» **Do this**
Transcribe, word for word, the line containing "In this exercise you will indicate the cloud" and each line following it through the end of the listing below. Omit all other lines.

....................

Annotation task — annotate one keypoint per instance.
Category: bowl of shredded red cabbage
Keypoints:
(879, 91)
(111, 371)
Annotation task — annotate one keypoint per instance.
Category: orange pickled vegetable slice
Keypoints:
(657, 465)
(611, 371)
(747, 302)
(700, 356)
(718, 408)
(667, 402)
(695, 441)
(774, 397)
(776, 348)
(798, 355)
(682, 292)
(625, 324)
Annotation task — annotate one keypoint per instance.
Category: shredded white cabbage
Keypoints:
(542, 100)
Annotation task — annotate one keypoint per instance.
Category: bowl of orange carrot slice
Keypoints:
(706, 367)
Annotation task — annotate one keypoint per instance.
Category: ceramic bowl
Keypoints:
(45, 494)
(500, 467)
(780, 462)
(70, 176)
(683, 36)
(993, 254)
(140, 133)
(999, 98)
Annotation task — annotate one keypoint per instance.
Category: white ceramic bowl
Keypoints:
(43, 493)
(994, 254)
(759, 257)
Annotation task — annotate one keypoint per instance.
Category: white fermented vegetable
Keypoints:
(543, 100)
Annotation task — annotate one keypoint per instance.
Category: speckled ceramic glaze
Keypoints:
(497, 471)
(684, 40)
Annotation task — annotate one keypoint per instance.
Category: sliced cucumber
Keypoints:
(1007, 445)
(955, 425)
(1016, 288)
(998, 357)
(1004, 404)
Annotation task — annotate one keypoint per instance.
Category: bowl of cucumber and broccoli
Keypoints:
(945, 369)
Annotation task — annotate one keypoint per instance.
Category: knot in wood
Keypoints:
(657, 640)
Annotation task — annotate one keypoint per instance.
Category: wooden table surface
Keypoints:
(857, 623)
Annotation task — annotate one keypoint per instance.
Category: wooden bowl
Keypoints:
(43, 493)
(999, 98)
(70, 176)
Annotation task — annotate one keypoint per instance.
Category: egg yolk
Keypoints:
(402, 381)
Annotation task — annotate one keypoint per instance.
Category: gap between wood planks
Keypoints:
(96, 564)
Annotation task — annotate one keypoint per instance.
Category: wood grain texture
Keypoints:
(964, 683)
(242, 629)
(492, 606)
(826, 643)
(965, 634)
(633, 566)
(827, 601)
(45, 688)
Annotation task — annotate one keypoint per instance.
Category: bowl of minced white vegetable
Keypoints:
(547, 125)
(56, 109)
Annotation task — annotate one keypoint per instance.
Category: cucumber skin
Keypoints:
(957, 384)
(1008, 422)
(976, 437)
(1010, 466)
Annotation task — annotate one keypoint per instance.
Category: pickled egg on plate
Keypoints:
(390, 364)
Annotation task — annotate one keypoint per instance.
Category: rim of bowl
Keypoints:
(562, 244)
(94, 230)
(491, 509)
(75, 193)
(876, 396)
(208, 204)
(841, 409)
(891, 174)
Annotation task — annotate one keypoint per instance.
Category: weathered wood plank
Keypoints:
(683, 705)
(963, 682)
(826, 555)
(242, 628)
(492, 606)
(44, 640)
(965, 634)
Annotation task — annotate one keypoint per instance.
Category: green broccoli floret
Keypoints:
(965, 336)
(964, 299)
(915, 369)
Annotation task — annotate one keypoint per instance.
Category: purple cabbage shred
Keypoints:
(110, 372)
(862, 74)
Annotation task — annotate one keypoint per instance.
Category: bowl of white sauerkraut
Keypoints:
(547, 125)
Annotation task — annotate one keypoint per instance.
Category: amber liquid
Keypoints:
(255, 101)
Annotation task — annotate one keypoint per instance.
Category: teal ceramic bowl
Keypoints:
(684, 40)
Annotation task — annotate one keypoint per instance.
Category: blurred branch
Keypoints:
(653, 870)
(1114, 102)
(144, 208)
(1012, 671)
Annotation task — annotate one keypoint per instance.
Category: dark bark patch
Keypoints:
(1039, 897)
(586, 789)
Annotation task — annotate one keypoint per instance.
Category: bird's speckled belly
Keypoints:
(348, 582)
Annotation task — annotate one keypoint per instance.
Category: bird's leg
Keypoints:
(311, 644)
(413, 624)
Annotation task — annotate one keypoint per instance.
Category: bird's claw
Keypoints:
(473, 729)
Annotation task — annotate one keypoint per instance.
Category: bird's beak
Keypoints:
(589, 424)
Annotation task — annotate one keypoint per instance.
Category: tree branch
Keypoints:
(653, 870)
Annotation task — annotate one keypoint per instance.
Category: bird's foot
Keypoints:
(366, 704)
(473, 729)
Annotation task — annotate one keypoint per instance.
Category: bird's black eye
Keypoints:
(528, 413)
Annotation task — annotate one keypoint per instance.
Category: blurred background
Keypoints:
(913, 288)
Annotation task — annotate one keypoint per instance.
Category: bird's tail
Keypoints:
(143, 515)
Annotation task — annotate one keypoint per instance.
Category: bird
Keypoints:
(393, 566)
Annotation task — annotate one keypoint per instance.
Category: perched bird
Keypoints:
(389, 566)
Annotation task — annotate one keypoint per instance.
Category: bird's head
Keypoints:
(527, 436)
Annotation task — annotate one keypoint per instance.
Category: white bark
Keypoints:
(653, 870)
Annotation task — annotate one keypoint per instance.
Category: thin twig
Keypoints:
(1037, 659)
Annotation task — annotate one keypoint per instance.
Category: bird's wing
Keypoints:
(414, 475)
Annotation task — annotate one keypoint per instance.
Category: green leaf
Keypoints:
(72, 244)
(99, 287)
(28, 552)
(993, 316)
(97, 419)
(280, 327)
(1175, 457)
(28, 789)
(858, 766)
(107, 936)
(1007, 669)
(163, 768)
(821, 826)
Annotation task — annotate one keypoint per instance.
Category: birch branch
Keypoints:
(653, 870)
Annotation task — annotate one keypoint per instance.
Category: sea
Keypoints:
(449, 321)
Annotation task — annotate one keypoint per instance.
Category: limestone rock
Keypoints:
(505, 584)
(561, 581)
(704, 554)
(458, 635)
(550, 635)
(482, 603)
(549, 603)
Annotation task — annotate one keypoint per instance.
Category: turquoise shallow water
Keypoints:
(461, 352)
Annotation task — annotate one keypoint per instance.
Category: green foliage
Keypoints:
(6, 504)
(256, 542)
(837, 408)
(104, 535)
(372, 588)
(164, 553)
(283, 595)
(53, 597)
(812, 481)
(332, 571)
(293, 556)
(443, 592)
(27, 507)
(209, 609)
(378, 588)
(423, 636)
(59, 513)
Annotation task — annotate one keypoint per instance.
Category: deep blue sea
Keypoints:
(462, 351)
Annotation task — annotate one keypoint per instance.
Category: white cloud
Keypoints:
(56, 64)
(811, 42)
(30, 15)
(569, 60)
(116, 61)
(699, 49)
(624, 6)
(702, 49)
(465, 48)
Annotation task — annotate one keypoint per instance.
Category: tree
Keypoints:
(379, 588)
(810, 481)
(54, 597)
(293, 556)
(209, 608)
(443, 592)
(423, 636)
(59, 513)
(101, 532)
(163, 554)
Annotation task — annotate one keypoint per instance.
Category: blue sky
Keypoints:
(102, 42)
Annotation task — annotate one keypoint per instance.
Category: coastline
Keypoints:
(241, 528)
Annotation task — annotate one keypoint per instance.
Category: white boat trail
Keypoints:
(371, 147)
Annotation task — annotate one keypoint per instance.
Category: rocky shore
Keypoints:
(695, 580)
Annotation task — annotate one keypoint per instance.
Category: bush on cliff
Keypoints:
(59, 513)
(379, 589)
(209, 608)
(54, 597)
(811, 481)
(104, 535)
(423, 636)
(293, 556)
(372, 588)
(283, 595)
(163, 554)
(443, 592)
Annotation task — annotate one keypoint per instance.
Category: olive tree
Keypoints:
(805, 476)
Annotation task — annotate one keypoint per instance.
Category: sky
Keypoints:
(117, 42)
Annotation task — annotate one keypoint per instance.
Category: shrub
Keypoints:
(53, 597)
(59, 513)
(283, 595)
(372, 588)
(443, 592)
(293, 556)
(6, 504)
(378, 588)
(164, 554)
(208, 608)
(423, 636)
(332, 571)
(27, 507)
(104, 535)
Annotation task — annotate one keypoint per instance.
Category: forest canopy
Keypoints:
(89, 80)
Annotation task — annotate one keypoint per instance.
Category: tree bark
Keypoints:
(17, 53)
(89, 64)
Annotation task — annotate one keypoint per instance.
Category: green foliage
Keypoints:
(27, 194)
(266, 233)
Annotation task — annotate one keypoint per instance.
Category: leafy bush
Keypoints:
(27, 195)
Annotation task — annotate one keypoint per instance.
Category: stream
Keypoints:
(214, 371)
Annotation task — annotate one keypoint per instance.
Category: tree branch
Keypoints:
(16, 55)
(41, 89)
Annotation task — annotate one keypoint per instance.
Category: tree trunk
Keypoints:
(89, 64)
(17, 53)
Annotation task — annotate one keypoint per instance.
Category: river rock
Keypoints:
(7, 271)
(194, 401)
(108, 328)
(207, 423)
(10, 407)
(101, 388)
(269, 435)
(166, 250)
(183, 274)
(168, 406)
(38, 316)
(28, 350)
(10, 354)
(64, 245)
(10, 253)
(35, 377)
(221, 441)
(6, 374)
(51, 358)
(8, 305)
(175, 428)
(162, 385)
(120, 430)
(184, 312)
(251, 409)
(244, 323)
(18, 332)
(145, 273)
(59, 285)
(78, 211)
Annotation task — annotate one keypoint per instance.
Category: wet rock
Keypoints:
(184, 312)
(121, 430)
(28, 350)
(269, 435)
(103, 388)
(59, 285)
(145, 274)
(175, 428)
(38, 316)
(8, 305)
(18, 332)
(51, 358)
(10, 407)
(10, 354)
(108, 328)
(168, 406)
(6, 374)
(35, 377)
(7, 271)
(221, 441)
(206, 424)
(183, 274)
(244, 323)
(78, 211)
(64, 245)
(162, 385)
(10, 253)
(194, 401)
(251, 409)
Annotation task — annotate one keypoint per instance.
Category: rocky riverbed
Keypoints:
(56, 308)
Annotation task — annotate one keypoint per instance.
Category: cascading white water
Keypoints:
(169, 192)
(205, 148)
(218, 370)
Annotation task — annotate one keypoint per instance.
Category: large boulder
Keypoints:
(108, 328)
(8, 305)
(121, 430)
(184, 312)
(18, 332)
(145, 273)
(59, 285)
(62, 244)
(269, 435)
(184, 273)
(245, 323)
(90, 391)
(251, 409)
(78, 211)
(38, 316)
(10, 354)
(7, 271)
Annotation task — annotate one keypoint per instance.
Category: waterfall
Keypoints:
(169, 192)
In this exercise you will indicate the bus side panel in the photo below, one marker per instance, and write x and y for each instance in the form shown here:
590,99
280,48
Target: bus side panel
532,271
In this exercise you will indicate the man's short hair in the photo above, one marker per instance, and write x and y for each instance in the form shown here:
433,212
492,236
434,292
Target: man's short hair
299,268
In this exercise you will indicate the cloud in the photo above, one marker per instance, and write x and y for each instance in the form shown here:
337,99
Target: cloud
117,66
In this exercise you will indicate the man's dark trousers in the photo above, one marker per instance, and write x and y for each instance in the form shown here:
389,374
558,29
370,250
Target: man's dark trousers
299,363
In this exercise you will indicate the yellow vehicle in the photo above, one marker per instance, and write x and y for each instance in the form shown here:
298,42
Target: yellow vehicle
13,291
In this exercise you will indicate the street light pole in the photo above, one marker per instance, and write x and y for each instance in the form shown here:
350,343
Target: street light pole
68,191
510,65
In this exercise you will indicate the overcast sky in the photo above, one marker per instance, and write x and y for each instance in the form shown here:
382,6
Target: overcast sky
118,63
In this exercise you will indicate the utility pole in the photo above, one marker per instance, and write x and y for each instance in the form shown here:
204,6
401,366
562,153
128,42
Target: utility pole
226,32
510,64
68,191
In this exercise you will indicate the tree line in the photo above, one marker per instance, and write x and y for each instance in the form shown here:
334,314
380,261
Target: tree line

....................

» **Response for this exercise**
In this exercise you will indicate the cloud in the photo above, one marker per instance, and write x and y for each instance in the form shown here:
337,99
Target: cloud
117,66
In this exercise you will indicate the man's dark trousers in the photo above, one marker per instance, and write x and y for each instance in the form shown here:
389,374
558,29
370,250
Target: man's dark trousers
299,363
In this exercise you will indicate the yellow vehicle in the photo above, one marker per instance, and write x and y for each instance in the form shown here:
298,42
Target: yellow vehicle
13,291
In this exercise you will indicate the street light pole in the photo above, one marker per instance, and write x and y for each instance in the form shown here:
350,343
Target: street light pole
68,191
510,65
In this exercise you will indicate the overcast sky in the photo above, one marker per instance, and write x and y for each instance in the form shown here:
382,6
Target: overcast sky
118,63
In this exercise you will indicate the utility pole in the photo above, one marker per instance, and write x and y for each instance in the form shown here:
204,6
401,366
562,153
128,42
Target: utility pole
226,32
510,64
68,191
In this exercise you will indicate the tree line in the photo above, one marker per instance, and write x and y for each instance in the form shown here:
334,314
380,261
Target: tree line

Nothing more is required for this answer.